#### Task goal
Quote the records beneath, complete and exact. Leave out images.

================

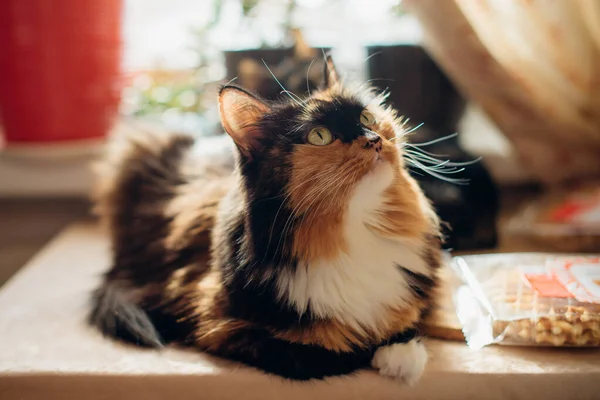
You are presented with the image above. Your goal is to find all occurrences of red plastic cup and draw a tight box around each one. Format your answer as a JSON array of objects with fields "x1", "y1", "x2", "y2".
[{"x1": 0, "y1": 0, "x2": 123, "y2": 145}]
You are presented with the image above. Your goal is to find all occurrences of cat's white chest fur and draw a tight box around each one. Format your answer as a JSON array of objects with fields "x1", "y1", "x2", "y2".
[{"x1": 276, "y1": 162, "x2": 430, "y2": 331}]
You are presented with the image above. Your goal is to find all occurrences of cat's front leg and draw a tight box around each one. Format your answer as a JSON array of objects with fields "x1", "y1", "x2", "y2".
[{"x1": 371, "y1": 331, "x2": 428, "y2": 385}]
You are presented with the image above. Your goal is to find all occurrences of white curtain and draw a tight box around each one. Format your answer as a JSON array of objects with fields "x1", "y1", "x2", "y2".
[{"x1": 404, "y1": 0, "x2": 600, "y2": 184}]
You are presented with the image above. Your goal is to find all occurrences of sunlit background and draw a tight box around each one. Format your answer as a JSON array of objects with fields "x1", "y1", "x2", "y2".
[
  {"x1": 0, "y1": 0, "x2": 598, "y2": 273},
  {"x1": 120, "y1": 0, "x2": 421, "y2": 133}
]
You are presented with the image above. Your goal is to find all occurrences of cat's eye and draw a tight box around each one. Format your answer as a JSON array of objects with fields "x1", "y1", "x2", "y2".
[
  {"x1": 307, "y1": 127, "x2": 333, "y2": 146},
  {"x1": 360, "y1": 110, "x2": 376, "y2": 126}
]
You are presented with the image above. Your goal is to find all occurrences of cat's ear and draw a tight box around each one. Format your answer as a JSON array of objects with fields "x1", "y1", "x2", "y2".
[
  {"x1": 219, "y1": 85, "x2": 270, "y2": 159},
  {"x1": 322, "y1": 54, "x2": 341, "y2": 88}
]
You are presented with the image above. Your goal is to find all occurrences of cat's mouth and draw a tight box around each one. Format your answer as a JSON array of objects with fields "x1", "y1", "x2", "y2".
[
  {"x1": 373, "y1": 151, "x2": 387, "y2": 167},
  {"x1": 367, "y1": 152, "x2": 387, "y2": 175}
]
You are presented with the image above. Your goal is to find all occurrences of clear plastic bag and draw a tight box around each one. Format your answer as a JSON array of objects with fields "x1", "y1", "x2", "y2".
[{"x1": 452, "y1": 253, "x2": 600, "y2": 348}]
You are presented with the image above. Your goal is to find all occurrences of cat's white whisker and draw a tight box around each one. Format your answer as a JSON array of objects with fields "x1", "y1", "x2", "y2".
[
  {"x1": 306, "y1": 59, "x2": 315, "y2": 97},
  {"x1": 363, "y1": 51, "x2": 382, "y2": 63},
  {"x1": 261, "y1": 59, "x2": 304, "y2": 107},
  {"x1": 403, "y1": 122, "x2": 424, "y2": 135},
  {"x1": 404, "y1": 148, "x2": 481, "y2": 168},
  {"x1": 224, "y1": 76, "x2": 239, "y2": 86},
  {"x1": 281, "y1": 90, "x2": 306, "y2": 105},
  {"x1": 405, "y1": 143, "x2": 449, "y2": 158},
  {"x1": 405, "y1": 156, "x2": 469, "y2": 184},
  {"x1": 410, "y1": 132, "x2": 458, "y2": 147}
]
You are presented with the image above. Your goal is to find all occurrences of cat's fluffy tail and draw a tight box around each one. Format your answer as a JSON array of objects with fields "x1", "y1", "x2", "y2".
[
  {"x1": 89, "y1": 282, "x2": 163, "y2": 347},
  {"x1": 89, "y1": 122, "x2": 195, "y2": 347},
  {"x1": 92, "y1": 122, "x2": 195, "y2": 238}
]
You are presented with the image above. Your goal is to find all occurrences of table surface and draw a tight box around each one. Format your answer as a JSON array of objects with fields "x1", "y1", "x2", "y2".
[
  {"x1": 1, "y1": 223, "x2": 599, "y2": 400},
  {"x1": 0, "y1": 198, "x2": 88, "y2": 287}
]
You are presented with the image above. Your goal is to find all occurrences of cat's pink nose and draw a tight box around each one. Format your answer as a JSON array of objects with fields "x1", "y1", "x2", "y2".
[
  {"x1": 374, "y1": 140, "x2": 382, "y2": 153},
  {"x1": 364, "y1": 135, "x2": 382, "y2": 152}
]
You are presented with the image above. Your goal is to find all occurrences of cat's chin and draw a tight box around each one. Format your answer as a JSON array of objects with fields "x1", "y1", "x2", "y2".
[
  {"x1": 356, "y1": 157, "x2": 395, "y2": 202},
  {"x1": 368, "y1": 154, "x2": 391, "y2": 177},
  {"x1": 374, "y1": 153, "x2": 384, "y2": 164}
]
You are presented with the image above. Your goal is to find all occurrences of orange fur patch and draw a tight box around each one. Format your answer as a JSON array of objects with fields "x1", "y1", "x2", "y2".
[
  {"x1": 369, "y1": 168, "x2": 436, "y2": 240},
  {"x1": 288, "y1": 138, "x2": 377, "y2": 263}
]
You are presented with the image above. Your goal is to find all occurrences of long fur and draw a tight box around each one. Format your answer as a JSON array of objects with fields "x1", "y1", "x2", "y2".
[{"x1": 90, "y1": 58, "x2": 443, "y2": 382}]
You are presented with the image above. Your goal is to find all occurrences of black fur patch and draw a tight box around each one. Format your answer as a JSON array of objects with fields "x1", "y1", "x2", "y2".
[
  {"x1": 213, "y1": 326, "x2": 420, "y2": 380},
  {"x1": 215, "y1": 327, "x2": 372, "y2": 380},
  {"x1": 395, "y1": 264, "x2": 436, "y2": 301},
  {"x1": 384, "y1": 328, "x2": 418, "y2": 345},
  {"x1": 218, "y1": 215, "x2": 311, "y2": 329},
  {"x1": 90, "y1": 283, "x2": 163, "y2": 348}
]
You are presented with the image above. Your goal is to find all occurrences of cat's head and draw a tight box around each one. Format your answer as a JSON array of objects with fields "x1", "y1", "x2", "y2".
[{"x1": 218, "y1": 56, "x2": 435, "y2": 262}]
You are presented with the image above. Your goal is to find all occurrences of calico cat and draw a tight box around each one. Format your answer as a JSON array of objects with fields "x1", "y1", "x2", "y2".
[{"x1": 90, "y1": 56, "x2": 443, "y2": 383}]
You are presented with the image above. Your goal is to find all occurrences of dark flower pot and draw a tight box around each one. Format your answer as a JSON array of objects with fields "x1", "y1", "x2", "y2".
[
  {"x1": 224, "y1": 48, "x2": 295, "y2": 81},
  {"x1": 224, "y1": 48, "x2": 294, "y2": 99},
  {"x1": 224, "y1": 46, "x2": 330, "y2": 101}
]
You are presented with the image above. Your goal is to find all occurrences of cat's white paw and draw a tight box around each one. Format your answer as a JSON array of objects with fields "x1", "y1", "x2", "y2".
[{"x1": 371, "y1": 340, "x2": 428, "y2": 385}]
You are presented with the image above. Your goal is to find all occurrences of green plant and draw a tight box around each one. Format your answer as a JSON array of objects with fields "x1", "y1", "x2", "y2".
[{"x1": 121, "y1": 0, "x2": 303, "y2": 118}]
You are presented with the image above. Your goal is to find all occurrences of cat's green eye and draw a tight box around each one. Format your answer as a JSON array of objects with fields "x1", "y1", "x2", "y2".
[
  {"x1": 307, "y1": 127, "x2": 333, "y2": 146},
  {"x1": 360, "y1": 110, "x2": 376, "y2": 126}
]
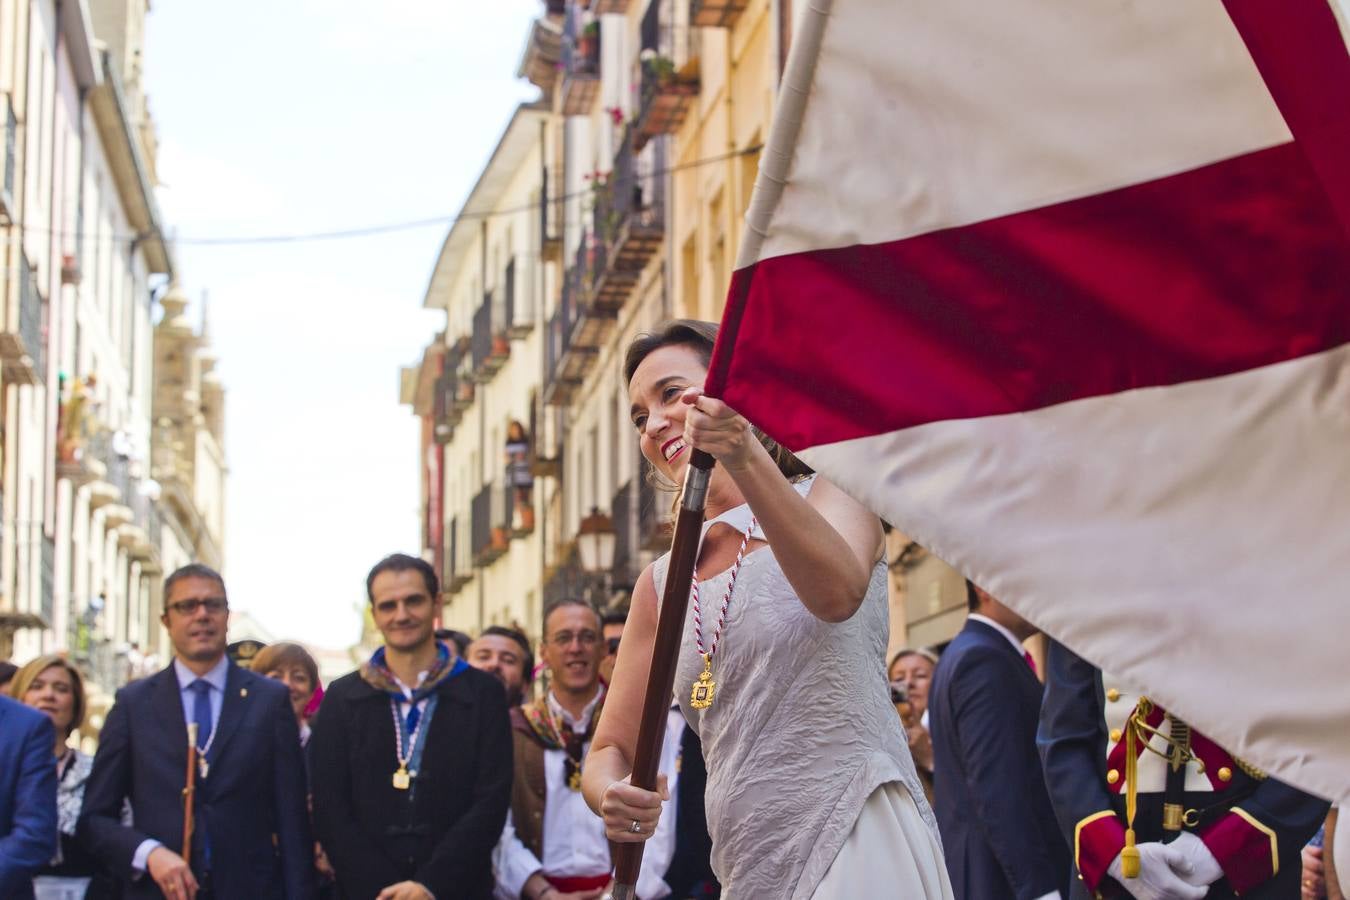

================

#### Response box
You are presented with the image above. Your goal is to find all occurrences of red plastic cup and draw a tight box around each one. Format your answer as a JSON array of objects with fields "x1", "y1", "x2", "y2".
[{"x1": 0, "y1": 0, "x2": 123, "y2": 145}]
You are presented with the image above. Your goal is to find all occurrences of cat's white chest fur and draw a tight box around each one. Format your answer as a JSON array of objects with fields "x1", "y1", "x2", "y2".
[{"x1": 276, "y1": 162, "x2": 430, "y2": 331}]
You are presented with the image above. Your goal is to find all occurrences of cat's front leg and draw a tight box around each one. Format your answer as a JSON array of objects with fields "x1", "y1", "x2", "y2".
[{"x1": 371, "y1": 331, "x2": 428, "y2": 385}]
You are presented with the image above. Your goal is to find all occurrences of white curtain and draw a tight box around each one. Format your answer as a JSON array of objects with fields "x1", "y1", "x2", "y2".
[{"x1": 404, "y1": 0, "x2": 600, "y2": 184}]
You are presented with the image above. Your goal is to find all occurrences of sunlit background and draw a tight box around each one. Format your answer as a JSON array of objects with fields "x1", "y1", "x2", "y2".
[
  {"x1": 0, "y1": 0, "x2": 598, "y2": 273},
  {"x1": 120, "y1": 0, "x2": 421, "y2": 133}
]
You are presented with the image above. Your goal is to find all occurrences of cat's eye and draw a tight box around each one. Format your answer as a JSON array of objects with fields "x1", "y1", "x2", "y2".
[
  {"x1": 307, "y1": 127, "x2": 333, "y2": 146},
  {"x1": 360, "y1": 110, "x2": 376, "y2": 126}
]
You are presented with the image above. Your goal is to find all occurrences of cat's ear and draw a tight box around each one. Format your answer as a JSON array of objects with fields "x1", "y1", "x2", "y2".
[
  {"x1": 219, "y1": 85, "x2": 270, "y2": 159},
  {"x1": 322, "y1": 54, "x2": 341, "y2": 88}
]
You are presented with the image above. Your goal is to find all occurrences of cat's mouth and draw a tight box around each one. Format your answer as a JSON array of objects with fields "x1", "y1", "x2", "y2".
[
  {"x1": 373, "y1": 151, "x2": 387, "y2": 167},
  {"x1": 367, "y1": 152, "x2": 387, "y2": 175}
]
You are presented with the image above. Your goal is to find all occurrences of clear plastic bag and draw a tight box around each one. Format your answer as a JSON array of objects with fields "x1", "y1", "x2", "y2".
[{"x1": 452, "y1": 253, "x2": 600, "y2": 348}]
You are presented with the image above. Your goal is to find all occurrences of cat's white whisker and draw a tight box around each one. Format your answer as a JSON array of objects with fields "x1", "y1", "x2", "y2".
[
  {"x1": 306, "y1": 59, "x2": 315, "y2": 97},
  {"x1": 363, "y1": 51, "x2": 382, "y2": 63},
  {"x1": 261, "y1": 59, "x2": 304, "y2": 107},
  {"x1": 403, "y1": 122, "x2": 424, "y2": 135},
  {"x1": 404, "y1": 148, "x2": 481, "y2": 168},
  {"x1": 224, "y1": 76, "x2": 239, "y2": 86},
  {"x1": 281, "y1": 90, "x2": 306, "y2": 105},
  {"x1": 405, "y1": 143, "x2": 449, "y2": 158},
  {"x1": 405, "y1": 156, "x2": 469, "y2": 184},
  {"x1": 410, "y1": 132, "x2": 458, "y2": 147}
]
You are presented with the image above. Your goal is to find all occurrences of cat's fluffy tail and draw a tight box around each one. Format your answer as a JSON array of objects with fields "x1", "y1", "x2", "y2".
[
  {"x1": 89, "y1": 282, "x2": 163, "y2": 347},
  {"x1": 89, "y1": 122, "x2": 195, "y2": 347},
  {"x1": 92, "y1": 122, "x2": 195, "y2": 238}
]
You are presented with the image above. Your goal is to find all occurrences of table surface and draw a tight box around each one. Format your answer as a JSON array of objects with fields "x1", "y1", "x2", "y2".
[
  {"x1": 1, "y1": 223, "x2": 599, "y2": 400},
  {"x1": 0, "y1": 198, "x2": 88, "y2": 287}
]
You are presented with the image above. Your goal is to find all occurrences of cat's pink nose and draw a tight box around each one. Format your answer as a JSON array of objects with fields "x1", "y1", "x2", "y2".
[
  {"x1": 374, "y1": 140, "x2": 382, "y2": 153},
  {"x1": 364, "y1": 135, "x2": 382, "y2": 152}
]
You are presented with the image above. Your goal is to find all occurrences of cat's chin and draw a tight box around each one. Format your answer as a JSON array of objects with fields "x1", "y1", "x2", "y2".
[
  {"x1": 356, "y1": 157, "x2": 395, "y2": 202},
  {"x1": 368, "y1": 154, "x2": 391, "y2": 177},
  {"x1": 374, "y1": 153, "x2": 384, "y2": 164}
]
You are presented with the image above. Your goal is to find all occurrences of orange fur patch and draw a tight box around each one. Format your answer as a JSON array of objects with fields "x1", "y1", "x2", "y2".
[
  {"x1": 369, "y1": 168, "x2": 436, "y2": 240},
  {"x1": 288, "y1": 138, "x2": 377, "y2": 263}
]
You are presented with the image above. Your goal is to find all occurrences of long fur and draw a tight box around each one. Format your answer as a JSON array of objects with fields "x1", "y1", "x2", "y2".
[{"x1": 90, "y1": 58, "x2": 443, "y2": 382}]
You are presented with the image above. Your goal is to find all occurrences of black fur patch and draw a tight box around each one. Format your answer as a JSON array of objects with fields "x1", "y1", "x2", "y2".
[
  {"x1": 213, "y1": 326, "x2": 420, "y2": 380},
  {"x1": 215, "y1": 327, "x2": 372, "y2": 380},
  {"x1": 395, "y1": 264, "x2": 436, "y2": 301},
  {"x1": 384, "y1": 328, "x2": 418, "y2": 345},
  {"x1": 218, "y1": 215, "x2": 311, "y2": 329},
  {"x1": 90, "y1": 283, "x2": 163, "y2": 348}
]
You are presented with the image above. Your goal is to find all occurrences of cat's head and draw a tight box around each one. Format your answer as a JSON array of objects with fields "x1", "y1", "x2", "y2".
[{"x1": 218, "y1": 56, "x2": 435, "y2": 262}]
You are presented with the image above. Your goal is to find all occurrences of calico cat and draw a tight box around each one. Format your answer as a JSON array of objects with fields "x1", "y1", "x2", "y2".
[{"x1": 90, "y1": 56, "x2": 443, "y2": 383}]
You are presented with the image above. Your goal is to find all occurrences of dark flower pot and draw a tight box around each one. Format your answer as a JSON array of objects with fields "x1", "y1", "x2", "y2".
[
  {"x1": 224, "y1": 48, "x2": 295, "y2": 81},
  {"x1": 224, "y1": 48, "x2": 294, "y2": 99},
  {"x1": 224, "y1": 46, "x2": 330, "y2": 101}
]
You are presented with the image above. Your goal is to find all occurrences of cat's white paw and draw a tight box around each one. Format your answer as a JSON array of objects with fields "x1", "y1", "x2", "y2".
[{"x1": 371, "y1": 340, "x2": 428, "y2": 385}]
You are presented with the image above. Your goal is to find all occurrences of green plant and draw a tight box around each one. Format your answer as a JSON array of objects with fields "x1", "y1", "x2", "y2".
[{"x1": 121, "y1": 0, "x2": 303, "y2": 118}]
You are presented with the image above. Your goal is to find all occurrences of cat's green eye and draw a tight box around each one. Format your answer as a JSON array of objects with fields "x1", "y1", "x2", "y2".
[
  {"x1": 307, "y1": 127, "x2": 333, "y2": 146},
  {"x1": 360, "y1": 110, "x2": 376, "y2": 126}
]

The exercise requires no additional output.